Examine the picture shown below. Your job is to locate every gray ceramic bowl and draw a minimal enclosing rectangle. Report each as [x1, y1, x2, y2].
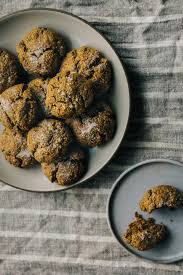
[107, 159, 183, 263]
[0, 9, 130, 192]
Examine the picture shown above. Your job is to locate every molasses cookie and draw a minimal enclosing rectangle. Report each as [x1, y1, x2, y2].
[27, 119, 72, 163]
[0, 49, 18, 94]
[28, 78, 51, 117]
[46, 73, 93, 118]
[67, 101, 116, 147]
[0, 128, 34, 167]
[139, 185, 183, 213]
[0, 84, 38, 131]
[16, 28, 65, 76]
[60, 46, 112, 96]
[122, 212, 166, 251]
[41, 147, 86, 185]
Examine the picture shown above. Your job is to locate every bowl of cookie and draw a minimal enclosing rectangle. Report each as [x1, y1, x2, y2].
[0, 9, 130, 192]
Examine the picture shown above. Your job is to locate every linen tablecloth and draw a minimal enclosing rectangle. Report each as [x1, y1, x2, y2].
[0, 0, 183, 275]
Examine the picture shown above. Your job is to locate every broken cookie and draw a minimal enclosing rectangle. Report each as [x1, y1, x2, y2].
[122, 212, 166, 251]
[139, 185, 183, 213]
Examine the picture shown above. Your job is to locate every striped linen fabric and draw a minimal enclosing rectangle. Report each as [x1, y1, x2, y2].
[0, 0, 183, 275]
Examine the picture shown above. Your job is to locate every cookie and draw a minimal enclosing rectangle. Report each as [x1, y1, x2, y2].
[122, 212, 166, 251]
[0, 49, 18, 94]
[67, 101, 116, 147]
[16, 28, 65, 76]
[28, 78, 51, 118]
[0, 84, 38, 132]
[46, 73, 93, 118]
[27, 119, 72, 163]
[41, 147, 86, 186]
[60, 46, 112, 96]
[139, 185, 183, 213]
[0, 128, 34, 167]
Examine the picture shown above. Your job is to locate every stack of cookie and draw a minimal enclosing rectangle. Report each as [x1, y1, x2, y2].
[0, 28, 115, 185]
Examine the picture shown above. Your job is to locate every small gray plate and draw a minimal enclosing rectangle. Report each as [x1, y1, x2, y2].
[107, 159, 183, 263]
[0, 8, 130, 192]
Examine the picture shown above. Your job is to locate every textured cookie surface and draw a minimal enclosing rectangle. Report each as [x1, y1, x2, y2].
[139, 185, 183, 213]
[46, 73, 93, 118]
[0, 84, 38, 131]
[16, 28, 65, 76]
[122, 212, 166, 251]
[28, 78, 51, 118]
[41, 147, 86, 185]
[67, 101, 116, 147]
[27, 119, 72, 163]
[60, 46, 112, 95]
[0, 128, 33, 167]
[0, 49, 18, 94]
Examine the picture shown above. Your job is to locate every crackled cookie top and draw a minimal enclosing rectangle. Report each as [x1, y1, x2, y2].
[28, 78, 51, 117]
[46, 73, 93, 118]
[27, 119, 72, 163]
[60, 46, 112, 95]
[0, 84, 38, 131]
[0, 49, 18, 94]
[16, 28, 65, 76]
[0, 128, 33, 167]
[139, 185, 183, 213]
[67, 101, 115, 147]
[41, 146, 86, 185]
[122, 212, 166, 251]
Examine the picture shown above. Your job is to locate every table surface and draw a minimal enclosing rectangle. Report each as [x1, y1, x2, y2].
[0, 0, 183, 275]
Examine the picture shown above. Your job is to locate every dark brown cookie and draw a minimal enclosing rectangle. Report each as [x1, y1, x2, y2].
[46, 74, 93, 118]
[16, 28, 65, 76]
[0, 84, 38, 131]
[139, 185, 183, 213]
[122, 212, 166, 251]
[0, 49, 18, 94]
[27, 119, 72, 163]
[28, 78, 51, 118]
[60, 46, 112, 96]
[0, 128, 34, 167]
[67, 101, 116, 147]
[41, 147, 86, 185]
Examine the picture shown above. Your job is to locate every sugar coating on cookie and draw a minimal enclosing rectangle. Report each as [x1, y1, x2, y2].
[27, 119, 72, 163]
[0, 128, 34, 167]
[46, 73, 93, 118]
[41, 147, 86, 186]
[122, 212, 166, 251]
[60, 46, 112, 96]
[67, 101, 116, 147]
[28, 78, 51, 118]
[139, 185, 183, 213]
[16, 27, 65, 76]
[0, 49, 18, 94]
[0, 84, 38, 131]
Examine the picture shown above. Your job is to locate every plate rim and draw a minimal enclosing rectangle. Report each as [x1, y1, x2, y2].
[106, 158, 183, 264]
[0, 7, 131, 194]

|---|

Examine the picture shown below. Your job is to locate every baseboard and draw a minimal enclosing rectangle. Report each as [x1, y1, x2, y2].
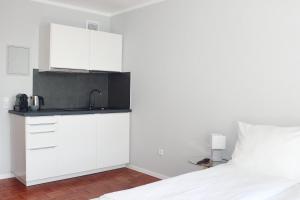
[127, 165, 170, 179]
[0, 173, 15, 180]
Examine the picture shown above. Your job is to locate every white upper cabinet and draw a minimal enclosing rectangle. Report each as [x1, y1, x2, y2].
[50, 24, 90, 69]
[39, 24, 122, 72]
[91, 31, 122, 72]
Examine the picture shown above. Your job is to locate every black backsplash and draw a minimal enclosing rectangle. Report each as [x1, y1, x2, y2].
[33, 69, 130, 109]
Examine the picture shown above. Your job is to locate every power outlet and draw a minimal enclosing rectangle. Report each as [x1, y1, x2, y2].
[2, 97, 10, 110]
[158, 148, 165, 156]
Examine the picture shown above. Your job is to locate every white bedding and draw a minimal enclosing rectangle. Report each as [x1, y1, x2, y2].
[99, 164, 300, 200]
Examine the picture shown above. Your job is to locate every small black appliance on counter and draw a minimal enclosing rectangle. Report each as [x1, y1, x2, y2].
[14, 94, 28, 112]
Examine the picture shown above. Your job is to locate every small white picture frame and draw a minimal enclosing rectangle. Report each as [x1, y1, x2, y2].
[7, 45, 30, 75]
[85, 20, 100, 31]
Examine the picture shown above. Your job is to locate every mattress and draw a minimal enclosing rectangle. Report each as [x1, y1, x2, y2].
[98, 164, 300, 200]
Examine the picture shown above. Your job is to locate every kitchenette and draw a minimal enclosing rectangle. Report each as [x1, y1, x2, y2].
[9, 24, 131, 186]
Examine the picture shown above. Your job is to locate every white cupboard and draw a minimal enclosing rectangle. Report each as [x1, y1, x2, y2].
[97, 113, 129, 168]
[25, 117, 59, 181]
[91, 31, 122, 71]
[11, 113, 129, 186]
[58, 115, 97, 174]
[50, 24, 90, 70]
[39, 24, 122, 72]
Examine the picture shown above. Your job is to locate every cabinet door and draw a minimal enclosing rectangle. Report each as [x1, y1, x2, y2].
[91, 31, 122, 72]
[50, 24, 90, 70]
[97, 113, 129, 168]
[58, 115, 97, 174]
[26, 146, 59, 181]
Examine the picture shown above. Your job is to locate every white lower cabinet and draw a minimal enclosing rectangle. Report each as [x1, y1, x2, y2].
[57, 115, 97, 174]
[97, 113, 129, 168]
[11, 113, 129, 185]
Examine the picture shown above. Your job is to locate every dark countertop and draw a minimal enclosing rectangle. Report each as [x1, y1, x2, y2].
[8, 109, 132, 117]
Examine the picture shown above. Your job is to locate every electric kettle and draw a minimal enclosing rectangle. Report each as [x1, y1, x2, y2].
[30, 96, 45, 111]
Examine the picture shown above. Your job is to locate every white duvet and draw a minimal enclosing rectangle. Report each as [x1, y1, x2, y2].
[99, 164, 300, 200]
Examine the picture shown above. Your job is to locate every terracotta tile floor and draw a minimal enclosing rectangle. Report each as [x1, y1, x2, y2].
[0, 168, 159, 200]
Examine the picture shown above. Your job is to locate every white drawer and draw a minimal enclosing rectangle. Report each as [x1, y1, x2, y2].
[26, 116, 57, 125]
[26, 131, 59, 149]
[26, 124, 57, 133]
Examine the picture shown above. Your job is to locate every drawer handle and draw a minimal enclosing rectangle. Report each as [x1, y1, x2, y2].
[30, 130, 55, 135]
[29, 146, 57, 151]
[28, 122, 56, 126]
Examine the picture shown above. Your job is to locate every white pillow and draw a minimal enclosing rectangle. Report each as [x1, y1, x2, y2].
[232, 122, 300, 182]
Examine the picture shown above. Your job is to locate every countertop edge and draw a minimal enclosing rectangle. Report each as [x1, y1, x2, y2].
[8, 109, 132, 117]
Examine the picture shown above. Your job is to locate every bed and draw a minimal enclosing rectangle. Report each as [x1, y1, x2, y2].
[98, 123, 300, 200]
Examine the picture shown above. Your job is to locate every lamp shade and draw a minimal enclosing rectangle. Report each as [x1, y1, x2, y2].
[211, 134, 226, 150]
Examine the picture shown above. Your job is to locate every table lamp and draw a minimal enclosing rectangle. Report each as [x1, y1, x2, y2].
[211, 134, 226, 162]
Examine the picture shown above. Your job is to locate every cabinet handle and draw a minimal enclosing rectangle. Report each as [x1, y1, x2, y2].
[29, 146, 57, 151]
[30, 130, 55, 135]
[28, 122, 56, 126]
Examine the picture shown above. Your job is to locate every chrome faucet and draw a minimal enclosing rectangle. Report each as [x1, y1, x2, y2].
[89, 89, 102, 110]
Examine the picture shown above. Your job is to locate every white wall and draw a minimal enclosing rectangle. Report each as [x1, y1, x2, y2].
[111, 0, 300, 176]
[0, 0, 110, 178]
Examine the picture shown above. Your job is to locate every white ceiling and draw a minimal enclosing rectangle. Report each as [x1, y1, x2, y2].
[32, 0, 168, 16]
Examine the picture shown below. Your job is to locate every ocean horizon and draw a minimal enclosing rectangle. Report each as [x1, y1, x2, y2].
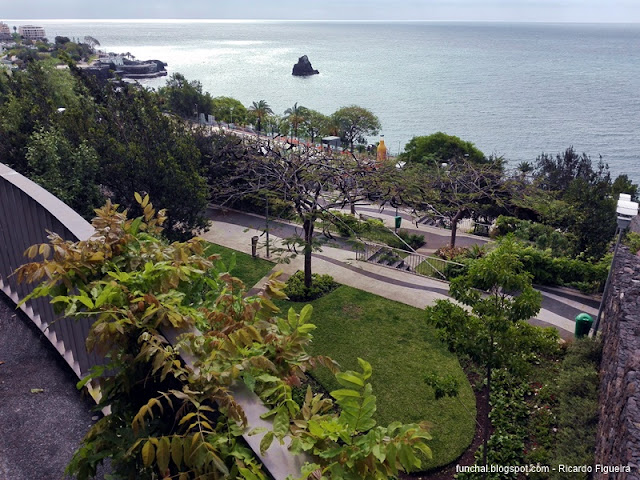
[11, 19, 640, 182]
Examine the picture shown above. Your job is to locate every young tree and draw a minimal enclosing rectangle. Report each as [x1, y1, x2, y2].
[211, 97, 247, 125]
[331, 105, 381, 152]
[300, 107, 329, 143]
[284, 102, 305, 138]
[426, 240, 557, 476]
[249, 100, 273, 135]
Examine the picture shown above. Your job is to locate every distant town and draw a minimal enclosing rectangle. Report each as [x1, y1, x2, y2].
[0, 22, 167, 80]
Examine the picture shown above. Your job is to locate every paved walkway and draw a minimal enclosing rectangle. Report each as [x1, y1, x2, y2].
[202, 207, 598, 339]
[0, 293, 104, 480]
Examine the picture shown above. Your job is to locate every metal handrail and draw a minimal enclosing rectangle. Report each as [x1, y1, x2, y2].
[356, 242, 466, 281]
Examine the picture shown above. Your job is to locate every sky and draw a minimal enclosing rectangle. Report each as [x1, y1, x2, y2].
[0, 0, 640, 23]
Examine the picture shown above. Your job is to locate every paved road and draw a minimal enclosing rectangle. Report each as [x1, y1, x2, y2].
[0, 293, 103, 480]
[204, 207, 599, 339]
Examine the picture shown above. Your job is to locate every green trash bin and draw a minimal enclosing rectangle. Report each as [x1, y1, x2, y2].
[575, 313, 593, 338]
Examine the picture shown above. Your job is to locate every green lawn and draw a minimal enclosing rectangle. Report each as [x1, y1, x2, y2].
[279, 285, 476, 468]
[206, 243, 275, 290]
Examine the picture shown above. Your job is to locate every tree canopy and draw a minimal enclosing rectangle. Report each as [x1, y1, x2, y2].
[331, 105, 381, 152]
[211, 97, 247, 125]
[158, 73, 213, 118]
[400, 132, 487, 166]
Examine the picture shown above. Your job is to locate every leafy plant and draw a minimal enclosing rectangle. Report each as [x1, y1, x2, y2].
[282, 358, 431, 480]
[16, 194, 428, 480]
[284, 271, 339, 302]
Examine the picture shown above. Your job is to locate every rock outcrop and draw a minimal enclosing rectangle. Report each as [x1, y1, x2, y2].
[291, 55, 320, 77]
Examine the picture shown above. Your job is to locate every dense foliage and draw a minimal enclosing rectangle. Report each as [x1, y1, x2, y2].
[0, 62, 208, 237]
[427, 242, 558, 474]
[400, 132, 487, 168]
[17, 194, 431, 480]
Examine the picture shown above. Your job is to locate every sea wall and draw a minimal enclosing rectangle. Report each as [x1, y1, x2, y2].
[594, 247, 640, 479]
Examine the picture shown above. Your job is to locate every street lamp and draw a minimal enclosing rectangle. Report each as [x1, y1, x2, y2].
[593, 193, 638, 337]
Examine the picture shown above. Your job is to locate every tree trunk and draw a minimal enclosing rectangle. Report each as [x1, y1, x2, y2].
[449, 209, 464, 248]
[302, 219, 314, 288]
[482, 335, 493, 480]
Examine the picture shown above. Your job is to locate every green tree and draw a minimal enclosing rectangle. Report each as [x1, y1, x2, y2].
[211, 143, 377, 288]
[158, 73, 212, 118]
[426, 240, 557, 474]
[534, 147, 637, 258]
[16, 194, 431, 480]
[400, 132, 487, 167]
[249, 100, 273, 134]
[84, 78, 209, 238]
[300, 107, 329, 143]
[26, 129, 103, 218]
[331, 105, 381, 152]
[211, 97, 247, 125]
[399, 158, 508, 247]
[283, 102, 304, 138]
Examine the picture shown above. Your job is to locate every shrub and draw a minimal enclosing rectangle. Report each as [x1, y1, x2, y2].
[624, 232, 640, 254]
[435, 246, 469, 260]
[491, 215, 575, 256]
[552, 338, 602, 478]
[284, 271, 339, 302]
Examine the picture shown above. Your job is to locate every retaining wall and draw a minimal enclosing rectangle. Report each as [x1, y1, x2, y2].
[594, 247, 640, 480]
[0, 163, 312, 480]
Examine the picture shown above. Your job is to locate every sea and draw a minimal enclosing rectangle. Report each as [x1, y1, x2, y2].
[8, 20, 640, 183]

|---|

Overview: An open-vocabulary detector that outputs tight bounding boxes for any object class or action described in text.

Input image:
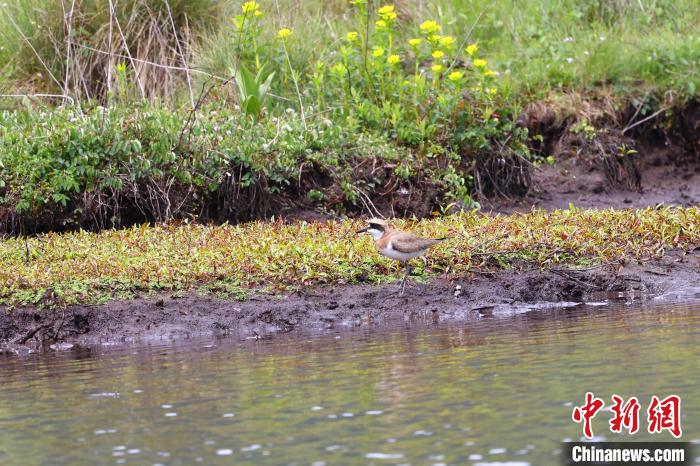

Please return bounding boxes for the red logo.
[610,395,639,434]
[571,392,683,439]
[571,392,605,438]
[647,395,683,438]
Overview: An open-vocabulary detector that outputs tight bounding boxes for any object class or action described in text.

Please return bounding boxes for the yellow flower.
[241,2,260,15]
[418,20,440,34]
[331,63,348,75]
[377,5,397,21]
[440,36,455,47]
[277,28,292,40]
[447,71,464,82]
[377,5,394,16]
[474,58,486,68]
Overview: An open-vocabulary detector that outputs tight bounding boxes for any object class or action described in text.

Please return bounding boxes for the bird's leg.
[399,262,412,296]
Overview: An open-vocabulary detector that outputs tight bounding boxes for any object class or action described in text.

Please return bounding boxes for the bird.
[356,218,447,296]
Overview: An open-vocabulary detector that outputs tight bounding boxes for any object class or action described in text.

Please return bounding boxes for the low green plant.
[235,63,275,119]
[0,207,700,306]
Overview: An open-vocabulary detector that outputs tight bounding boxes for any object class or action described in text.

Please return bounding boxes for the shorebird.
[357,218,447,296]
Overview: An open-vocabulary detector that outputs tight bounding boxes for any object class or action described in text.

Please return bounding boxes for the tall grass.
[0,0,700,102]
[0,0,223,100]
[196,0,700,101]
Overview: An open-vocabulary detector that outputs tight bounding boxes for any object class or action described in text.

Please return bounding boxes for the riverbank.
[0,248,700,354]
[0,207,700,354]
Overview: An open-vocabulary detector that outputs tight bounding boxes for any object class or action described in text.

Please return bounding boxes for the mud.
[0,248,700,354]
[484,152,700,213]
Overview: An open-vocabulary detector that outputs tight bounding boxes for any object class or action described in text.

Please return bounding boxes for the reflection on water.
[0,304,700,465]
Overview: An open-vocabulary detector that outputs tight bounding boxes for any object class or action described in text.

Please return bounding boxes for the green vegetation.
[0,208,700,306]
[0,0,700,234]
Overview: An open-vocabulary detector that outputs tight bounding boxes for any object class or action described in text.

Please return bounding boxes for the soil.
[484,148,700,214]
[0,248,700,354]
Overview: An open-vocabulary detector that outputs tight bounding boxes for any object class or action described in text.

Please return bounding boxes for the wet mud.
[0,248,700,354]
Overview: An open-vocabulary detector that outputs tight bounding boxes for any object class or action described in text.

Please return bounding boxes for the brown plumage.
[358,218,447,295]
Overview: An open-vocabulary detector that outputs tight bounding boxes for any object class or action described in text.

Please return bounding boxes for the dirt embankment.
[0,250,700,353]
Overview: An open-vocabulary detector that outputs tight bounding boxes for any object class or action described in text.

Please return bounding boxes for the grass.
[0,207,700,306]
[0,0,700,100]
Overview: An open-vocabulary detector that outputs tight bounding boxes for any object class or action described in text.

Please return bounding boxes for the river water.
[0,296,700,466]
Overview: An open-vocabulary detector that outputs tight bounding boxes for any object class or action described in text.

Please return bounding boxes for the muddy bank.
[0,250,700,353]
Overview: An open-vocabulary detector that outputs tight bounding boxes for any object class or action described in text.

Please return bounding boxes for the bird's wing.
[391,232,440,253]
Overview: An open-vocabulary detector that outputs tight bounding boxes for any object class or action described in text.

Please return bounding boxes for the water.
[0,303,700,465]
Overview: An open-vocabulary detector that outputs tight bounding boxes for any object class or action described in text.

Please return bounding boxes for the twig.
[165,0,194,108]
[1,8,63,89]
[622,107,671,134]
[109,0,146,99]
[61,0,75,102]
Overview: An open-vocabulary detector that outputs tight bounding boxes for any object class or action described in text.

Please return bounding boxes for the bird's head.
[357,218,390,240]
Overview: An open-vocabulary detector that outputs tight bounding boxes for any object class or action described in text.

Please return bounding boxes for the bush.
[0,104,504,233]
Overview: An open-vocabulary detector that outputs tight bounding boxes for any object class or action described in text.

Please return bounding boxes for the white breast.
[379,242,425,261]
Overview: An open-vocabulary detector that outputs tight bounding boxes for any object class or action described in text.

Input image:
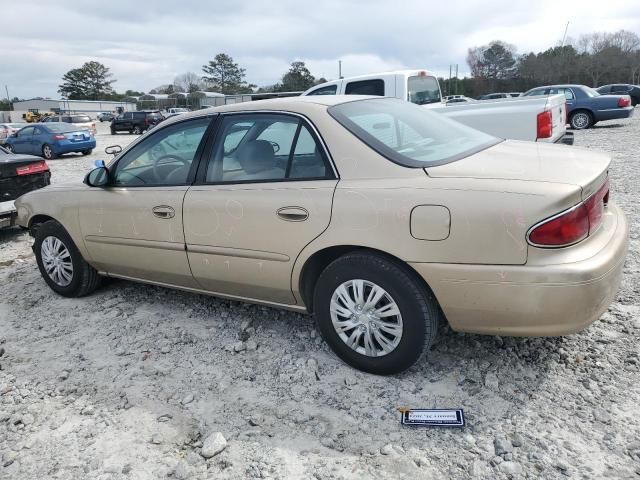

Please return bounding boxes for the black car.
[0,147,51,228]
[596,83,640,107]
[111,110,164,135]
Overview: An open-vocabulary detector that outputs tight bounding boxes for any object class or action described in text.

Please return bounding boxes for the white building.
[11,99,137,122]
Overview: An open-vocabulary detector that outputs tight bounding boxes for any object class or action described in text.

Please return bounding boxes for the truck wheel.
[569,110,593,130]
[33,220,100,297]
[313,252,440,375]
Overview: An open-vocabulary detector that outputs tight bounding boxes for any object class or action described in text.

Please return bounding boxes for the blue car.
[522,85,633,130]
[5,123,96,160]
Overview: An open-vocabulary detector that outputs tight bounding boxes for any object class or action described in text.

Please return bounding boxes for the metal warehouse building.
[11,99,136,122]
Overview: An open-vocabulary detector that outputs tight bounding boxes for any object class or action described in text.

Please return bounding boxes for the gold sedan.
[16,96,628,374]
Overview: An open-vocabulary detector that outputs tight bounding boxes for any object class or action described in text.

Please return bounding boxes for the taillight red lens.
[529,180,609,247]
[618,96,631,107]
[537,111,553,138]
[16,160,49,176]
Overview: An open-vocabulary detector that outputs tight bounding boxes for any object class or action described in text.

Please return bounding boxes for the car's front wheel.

|---|

■ What the exercise asks:
From the records above, pick out and copy each line containing the word "drawer". Case matters.

■ The completed task:
Examine the picture shown above. Your job is to locate every white drawer and draw a minimal enclosing rectangle. Report each as [x1, y1, x2, y2].
Examine the picture shown above. Your job is to locate every drawer handle and draw a minimal enclosing rectangle. Report each as [x1, y1, x2, y2].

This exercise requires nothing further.